──────── Exercise inputs ────────
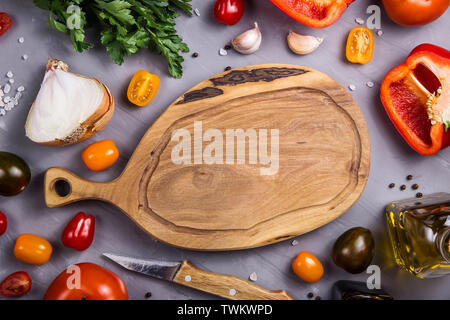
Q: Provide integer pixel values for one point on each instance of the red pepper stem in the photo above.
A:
(419, 85)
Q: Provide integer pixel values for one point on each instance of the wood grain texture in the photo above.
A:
(225, 286)
(323, 164)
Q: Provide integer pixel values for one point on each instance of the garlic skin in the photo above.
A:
(303, 44)
(68, 108)
(249, 41)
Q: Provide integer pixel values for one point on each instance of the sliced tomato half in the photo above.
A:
(313, 13)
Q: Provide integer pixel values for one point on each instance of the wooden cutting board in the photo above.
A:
(246, 201)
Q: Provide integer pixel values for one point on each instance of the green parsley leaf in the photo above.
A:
(128, 25)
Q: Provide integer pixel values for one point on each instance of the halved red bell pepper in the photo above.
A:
(79, 232)
(313, 13)
(416, 96)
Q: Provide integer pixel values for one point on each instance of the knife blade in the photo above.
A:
(184, 273)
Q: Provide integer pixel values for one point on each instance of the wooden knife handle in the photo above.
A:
(79, 189)
(225, 286)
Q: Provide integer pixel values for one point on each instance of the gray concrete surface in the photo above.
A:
(392, 159)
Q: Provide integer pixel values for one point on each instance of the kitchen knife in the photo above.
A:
(184, 273)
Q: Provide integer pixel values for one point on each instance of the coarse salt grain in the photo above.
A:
(6, 88)
(223, 52)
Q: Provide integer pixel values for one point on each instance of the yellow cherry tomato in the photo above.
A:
(307, 267)
(100, 155)
(142, 88)
(359, 45)
(32, 249)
────────
#### Exercise details
The expected result is the data above in exact form, free of pictures.

#### Exercise output
Q: Provide integer pixel values for one point on each instance of the red pepper stem in the photo above.
A:
(419, 85)
Q: Provide integer pixel values for one point on each instance of the wood grain texture in the photo above.
A:
(225, 286)
(323, 164)
Q: Provide integer pixel values for one point on each instance of the garlic skin in the photo above.
A:
(303, 44)
(68, 108)
(249, 41)
Q: Provide integer pixel values for one point on each instance of the sliced tomato half in the photo above.
A:
(313, 13)
Q: Provide integer pixel values for one point on each instance of the wooden cutting board in the photo above.
A:
(246, 201)
Q: Provide integer pixel values for one point on each instance of the green parsley leaf in the photo above.
A:
(128, 25)
Q: Provide integer pixel values for one point on each instance of the halved red bell pepper in the photo above.
A:
(79, 232)
(313, 13)
(416, 96)
Q: Provide integer pixel values for one point on each instance of the knife blade in the photo above.
A:
(184, 273)
Q: Provide integer pixel values for one point on each instance of the wooden knife handle in the photo above.
A:
(79, 189)
(225, 286)
Q: Provide integer pixel values for one point on each instance of the gray concrete surface in the photo above.
A:
(392, 159)
Q: Provide integer pixel values for one point on each instance of the kitchen knife in the photo above.
A:
(184, 273)
Q: Provide integer pixel values for one point on each instance of the coarse salt grain in the photo above.
A:
(6, 88)
(223, 52)
Q: Provide integer pixel values for one point on each instance of the yellow cherry tomato in the photo above.
A:
(307, 267)
(100, 155)
(142, 88)
(359, 45)
(32, 249)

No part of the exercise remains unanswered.